▶ [Direction] Set down each entry from the block beneath, exactly as written.
+ + + + +
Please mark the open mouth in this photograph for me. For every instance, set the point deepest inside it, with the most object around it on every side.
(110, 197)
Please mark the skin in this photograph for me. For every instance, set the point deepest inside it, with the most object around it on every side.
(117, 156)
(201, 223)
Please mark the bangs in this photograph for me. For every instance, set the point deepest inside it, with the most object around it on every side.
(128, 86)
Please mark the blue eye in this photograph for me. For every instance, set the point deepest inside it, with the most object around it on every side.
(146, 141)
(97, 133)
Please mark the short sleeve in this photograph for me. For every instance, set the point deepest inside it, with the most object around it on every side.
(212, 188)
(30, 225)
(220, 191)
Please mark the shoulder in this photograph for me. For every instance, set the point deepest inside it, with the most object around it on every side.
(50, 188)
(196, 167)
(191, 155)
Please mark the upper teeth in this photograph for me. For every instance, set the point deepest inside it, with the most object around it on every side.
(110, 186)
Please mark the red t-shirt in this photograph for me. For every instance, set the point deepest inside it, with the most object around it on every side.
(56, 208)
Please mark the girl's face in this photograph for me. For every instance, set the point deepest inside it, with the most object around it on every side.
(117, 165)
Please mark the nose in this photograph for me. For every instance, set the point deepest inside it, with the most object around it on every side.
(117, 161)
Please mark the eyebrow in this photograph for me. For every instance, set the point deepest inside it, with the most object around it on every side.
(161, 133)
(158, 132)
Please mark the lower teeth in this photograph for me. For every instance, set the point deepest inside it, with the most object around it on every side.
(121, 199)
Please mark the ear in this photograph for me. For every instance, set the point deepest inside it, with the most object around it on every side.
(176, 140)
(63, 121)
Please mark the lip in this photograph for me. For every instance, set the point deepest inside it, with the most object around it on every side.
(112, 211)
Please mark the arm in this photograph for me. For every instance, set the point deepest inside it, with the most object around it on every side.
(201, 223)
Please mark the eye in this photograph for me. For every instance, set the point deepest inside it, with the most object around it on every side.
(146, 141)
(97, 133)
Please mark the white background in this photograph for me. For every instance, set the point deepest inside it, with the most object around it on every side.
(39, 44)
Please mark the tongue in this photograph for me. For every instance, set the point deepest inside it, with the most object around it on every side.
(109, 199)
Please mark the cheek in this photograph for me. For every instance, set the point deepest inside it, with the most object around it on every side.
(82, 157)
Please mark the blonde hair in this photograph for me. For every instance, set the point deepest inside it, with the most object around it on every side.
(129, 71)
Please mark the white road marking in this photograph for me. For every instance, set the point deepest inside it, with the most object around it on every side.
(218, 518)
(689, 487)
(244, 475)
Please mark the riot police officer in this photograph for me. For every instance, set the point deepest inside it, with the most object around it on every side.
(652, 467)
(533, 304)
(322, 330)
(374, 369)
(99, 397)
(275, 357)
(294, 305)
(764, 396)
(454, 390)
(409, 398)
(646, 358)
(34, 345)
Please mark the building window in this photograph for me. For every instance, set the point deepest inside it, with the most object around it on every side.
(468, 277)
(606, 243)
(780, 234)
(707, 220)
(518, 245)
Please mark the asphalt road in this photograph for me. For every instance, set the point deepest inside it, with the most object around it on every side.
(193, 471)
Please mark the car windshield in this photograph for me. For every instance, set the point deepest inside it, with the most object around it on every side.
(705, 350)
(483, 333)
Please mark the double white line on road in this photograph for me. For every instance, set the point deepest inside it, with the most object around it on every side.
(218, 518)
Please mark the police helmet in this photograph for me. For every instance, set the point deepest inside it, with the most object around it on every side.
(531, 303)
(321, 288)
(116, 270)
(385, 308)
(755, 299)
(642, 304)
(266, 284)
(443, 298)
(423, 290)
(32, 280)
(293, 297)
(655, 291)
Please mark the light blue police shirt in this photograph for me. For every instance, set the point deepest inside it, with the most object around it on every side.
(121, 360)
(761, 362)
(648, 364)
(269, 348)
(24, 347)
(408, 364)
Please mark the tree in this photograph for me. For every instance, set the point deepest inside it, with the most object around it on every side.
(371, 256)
+ + + + +
▶ [Output for this exercise]
Please mark the open mouth in this photograph for me. For every instance, set the point deepest inside it, with the most object around it on every side.
(110, 197)
Please mark the skin in this photograph for me. For every instance, set the point deepest inside it, with the most object around it on every side.
(117, 156)
(201, 223)
Please mark the bangs in this photograph for me. For every instance, set the point deepest inside it, with the most object around it on every side.
(128, 86)
Please mark the blue eye in this photograph for me. For every instance, set the point deepest inside it, with the most object around it on every side.
(146, 141)
(97, 133)
Please mark the short sleeve in this photograph for me. For every instance, set the point deepest inside it, with the most object around it on every side.
(212, 188)
(30, 225)
(220, 191)
Please mark the shoulder in this photograph for me. For every instance, set the point deepest inside it, with the most object around it on every side.
(50, 188)
(196, 167)
(191, 155)
Please mark the upper teeth in this photograph for me. For every instance, set the point deepest inside it, with the most object around it on every side.
(110, 186)
Please mark the red t-shirt in this photograph for me. For every instance, set the point deepest inside it, with the most object around it on every side.
(56, 208)
Please mark the girl's face in this photograph for me. For every instance, set the point deepest inside it, with the most object around it on every side.
(117, 165)
Please mark the nose in this photograph for me. For every instance, set the point deepest inside it, with the most object around it on every side.
(117, 161)
Please mark the eyebrow in this photograph for me. For every instance, set the point deepest inside it, with the most object around it on every side.
(161, 133)
(158, 132)
Please mark the lower teeth in this photograph for me. For every instance, set the point deepest inside it, with the most object around it on every side.
(121, 199)
Please mark the ear in this photograph for me. For every instance, set the point deepest inside it, with the most object around it on every side.
(176, 140)
(63, 121)
Please mark the lip in this photograph for me. For every instance, set the point deepest inside it, with the most object around it on every side.
(112, 211)
Please mark the arm in this photograph for me. For every instance, set the point deepest inside it, with the most object around it on every side.
(201, 223)
Please mark the eye in this photograph for me. For every instance, set the point deepest inside it, with the most object around it on every side.
(146, 141)
(97, 133)
Please mark the white background in this photograph for me. For every instance, set the point deepest inside it, with the most object around it on every side.
(39, 44)
Please mark the tongue in this photograph for me. For every instance, set the point deepest inside it, with the most object around it on every side.
(109, 199)
Please mark the cheek in this photograph for me. For every instance, set the point deepest inside it, with the most object around it on every side.
(82, 157)
Please mark the blonde hair in this photograph for me. For every instance, set the point deepest inside it, with the most object around it on every side.
(129, 71)
Please mark the white road marking in this photograph for me. For every instance, set the point deepest inside it, with the most object around it on every side.
(218, 518)
(689, 487)
(244, 475)
Please mark the riot police officer in this photograph for me. For every instance, set the point deepest inside it, with the most object around it on every side.
(652, 467)
(533, 304)
(322, 330)
(374, 369)
(99, 397)
(275, 357)
(294, 305)
(764, 396)
(454, 390)
(409, 398)
(646, 358)
(34, 345)
Please mark the building window in this photograph for me. For every instance, set the point deepest inside it, with the most object around it on every side.
(468, 277)
(606, 243)
(780, 234)
(707, 220)
(518, 245)
Please mark the asphalt road in this photograph for me. For every instance, set the point deepest inside it, with the most object around it on every side.
(193, 471)
Please mark the car windshield in this photograph for me. For every instance, set the point deepest inside it, with the most object around it on every side.
(705, 350)
(483, 333)
Please mark the double white line on road in this photograph for me. For every instance, set the point deepest inside it, with the most object around it on every side.
(218, 518)
Please mark the police helmet in this photograph for me. For every instance, set the point deepest inside it, with the most object around it on every side.
(531, 303)
(321, 288)
(116, 270)
(385, 308)
(755, 299)
(642, 304)
(266, 284)
(443, 298)
(423, 290)
(32, 280)
(293, 297)
(655, 291)
Please mark the light blue police shirt in this photograph for me. For every instance, set the point deepest inside it, with the most object around it on every side.
(121, 360)
(761, 362)
(648, 364)
(269, 348)
(24, 347)
(408, 364)
Please mark the tree in this photograph for me. For every instance, set the point deepest inside it, with the most object around it on every side.
(371, 256)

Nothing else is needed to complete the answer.